_Activity_
Restate the records so that not a single word differs.

%%

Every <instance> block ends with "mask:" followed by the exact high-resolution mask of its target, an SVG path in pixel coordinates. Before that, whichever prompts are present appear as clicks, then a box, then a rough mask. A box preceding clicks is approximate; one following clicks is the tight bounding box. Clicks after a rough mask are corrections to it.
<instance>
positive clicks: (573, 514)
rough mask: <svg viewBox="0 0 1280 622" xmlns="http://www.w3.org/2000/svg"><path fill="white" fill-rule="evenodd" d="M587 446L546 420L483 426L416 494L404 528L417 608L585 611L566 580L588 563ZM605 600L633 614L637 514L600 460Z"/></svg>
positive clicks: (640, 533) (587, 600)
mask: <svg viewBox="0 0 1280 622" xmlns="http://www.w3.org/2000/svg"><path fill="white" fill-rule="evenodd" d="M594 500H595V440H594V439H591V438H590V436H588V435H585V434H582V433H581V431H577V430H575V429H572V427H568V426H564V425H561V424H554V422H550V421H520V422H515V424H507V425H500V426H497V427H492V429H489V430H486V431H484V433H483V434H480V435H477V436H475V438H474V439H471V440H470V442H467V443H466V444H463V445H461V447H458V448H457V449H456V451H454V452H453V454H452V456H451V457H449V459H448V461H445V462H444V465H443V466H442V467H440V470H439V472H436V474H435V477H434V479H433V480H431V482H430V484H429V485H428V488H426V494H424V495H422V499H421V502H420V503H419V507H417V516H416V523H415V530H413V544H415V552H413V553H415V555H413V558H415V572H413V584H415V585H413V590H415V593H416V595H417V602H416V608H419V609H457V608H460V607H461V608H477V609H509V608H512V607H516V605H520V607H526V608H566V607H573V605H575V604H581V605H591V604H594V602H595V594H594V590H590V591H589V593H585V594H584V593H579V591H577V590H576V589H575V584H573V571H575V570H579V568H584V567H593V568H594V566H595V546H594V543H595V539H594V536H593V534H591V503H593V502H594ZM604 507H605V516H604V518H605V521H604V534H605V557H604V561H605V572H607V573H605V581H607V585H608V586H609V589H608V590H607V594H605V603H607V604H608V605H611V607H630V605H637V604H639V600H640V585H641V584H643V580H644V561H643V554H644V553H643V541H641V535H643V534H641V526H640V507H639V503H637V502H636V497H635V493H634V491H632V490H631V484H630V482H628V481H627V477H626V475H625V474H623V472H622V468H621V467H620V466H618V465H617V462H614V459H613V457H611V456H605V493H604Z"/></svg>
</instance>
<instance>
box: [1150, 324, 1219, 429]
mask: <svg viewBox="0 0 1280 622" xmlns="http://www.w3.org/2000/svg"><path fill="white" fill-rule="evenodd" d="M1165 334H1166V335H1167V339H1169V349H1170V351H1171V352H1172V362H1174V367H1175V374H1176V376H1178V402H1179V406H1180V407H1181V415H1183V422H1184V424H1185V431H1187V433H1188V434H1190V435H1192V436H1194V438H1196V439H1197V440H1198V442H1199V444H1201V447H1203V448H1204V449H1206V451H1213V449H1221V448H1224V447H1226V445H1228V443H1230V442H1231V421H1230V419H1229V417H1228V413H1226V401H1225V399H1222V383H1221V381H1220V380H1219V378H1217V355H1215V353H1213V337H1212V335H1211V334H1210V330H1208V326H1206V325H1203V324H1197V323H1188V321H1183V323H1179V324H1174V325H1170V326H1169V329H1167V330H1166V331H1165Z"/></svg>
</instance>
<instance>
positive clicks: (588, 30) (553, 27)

%%

_Answer section_
Every <instance> block ends with "mask:" followed by the exact high-resolution mask of its target, an SVG path in pixel coordinates. Before that, whichever prompts are present appear as clicks, then a box, then a rough mask. A box preceding clicks is approximate; one following clicks is the tight bounding box. Clicks after a rough mask are corrections to it.
<instance>
positive clicks: (573, 514)
rough mask: <svg viewBox="0 0 1280 622" xmlns="http://www.w3.org/2000/svg"><path fill="white" fill-rule="evenodd" d="M587 446L546 420L483 426L416 494L404 528L417 608L585 611L566 580L588 563ZM605 600L633 614L637 514L600 460Z"/></svg>
positive clicks: (640, 533) (587, 600)
mask: <svg viewBox="0 0 1280 622" xmlns="http://www.w3.org/2000/svg"><path fill="white" fill-rule="evenodd" d="M594 500H595V440H594V439H591V438H590V436H588V435H585V434H582V433H581V431H577V430H575V429H572V427H568V426H564V425H561V424H554V422H550V421H520V422H515V424H507V425H500V426H497V427H492V429H489V430H486V431H484V433H483V434H480V435H477V436H475V438H474V439H471V440H470V442H467V443H466V444H463V445H461V447H458V448H457V449H456V451H454V452H453V454H452V456H451V457H449V459H448V461H445V462H444V465H443V466H442V467H440V470H439V472H436V474H435V477H434V479H433V480H431V482H430V484H429V485H428V488H426V494H424V495H422V499H421V502H420V503H419V507H417V516H416V523H415V530H413V544H415V552H413V553H415V555H413V558H415V572H413V584H415V585H413V590H415V593H416V595H417V602H416V608H419V609H457V608H460V607H461V608H477V609H509V608H512V607H516V605H520V607H526V608H566V607H573V605H575V604H581V605H591V604H594V602H595V594H594V590H590V591H589V593H585V594H584V593H579V591H577V590H576V589H575V584H573V571H575V570H579V568H584V567H593V568H594V566H595V546H594V543H595V539H594V536H593V534H591V503H593V502H594ZM604 507H605V516H604V518H605V521H604V534H605V557H604V561H605V572H607V573H605V581H607V585H608V586H609V589H608V590H607V594H605V603H607V604H608V605H611V607H630V605H637V604H639V600H640V585H641V584H643V580H644V561H643V554H644V553H643V541H641V535H643V534H641V526H640V507H639V503H637V502H636V497H635V493H634V491H632V490H631V484H630V482H628V481H627V477H626V475H625V474H623V472H622V468H621V467H620V466H618V465H617V462H614V459H613V457H611V456H605V493H604Z"/></svg>
</instance>
<instance>
box: [1150, 324, 1219, 429]
mask: <svg viewBox="0 0 1280 622" xmlns="http://www.w3.org/2000/svg"><path fill="white" fill-rule="evenodd" d="M1165 334H1166V335H1167V339H1169V349H1170V351H1171V352H1172V362H1174V367H1175V374H1176V376H1178V402H1179V406H1180V407H1181V415H1183V422H1184V424H1185V431H1187V433H1188V434H1190V435H1192V436H1194V438H1196V439H1197V440H1198V442H1199V444H1201V447H1203V448H1204V449H1206V451H1213V449H1221V448H1224V447H1226V445H1228V443H1230V442H1231V421H1230V419H1229V417H1228V413H1226V401H1225V399H1222V383H1221V381H1220V380H1219V378H1217V355H1215V353H1213V337H1212V335H1211V334H1210V330H1208V326H1206V325H1203V324H1197V323H1188V321H1183V323H1179V324H1174V325H1170V326H1169V329H1167V330H1166V331H1165Z"/></svg>
</instance>
<instance>
positive clicks: (588, 30) (553, 27)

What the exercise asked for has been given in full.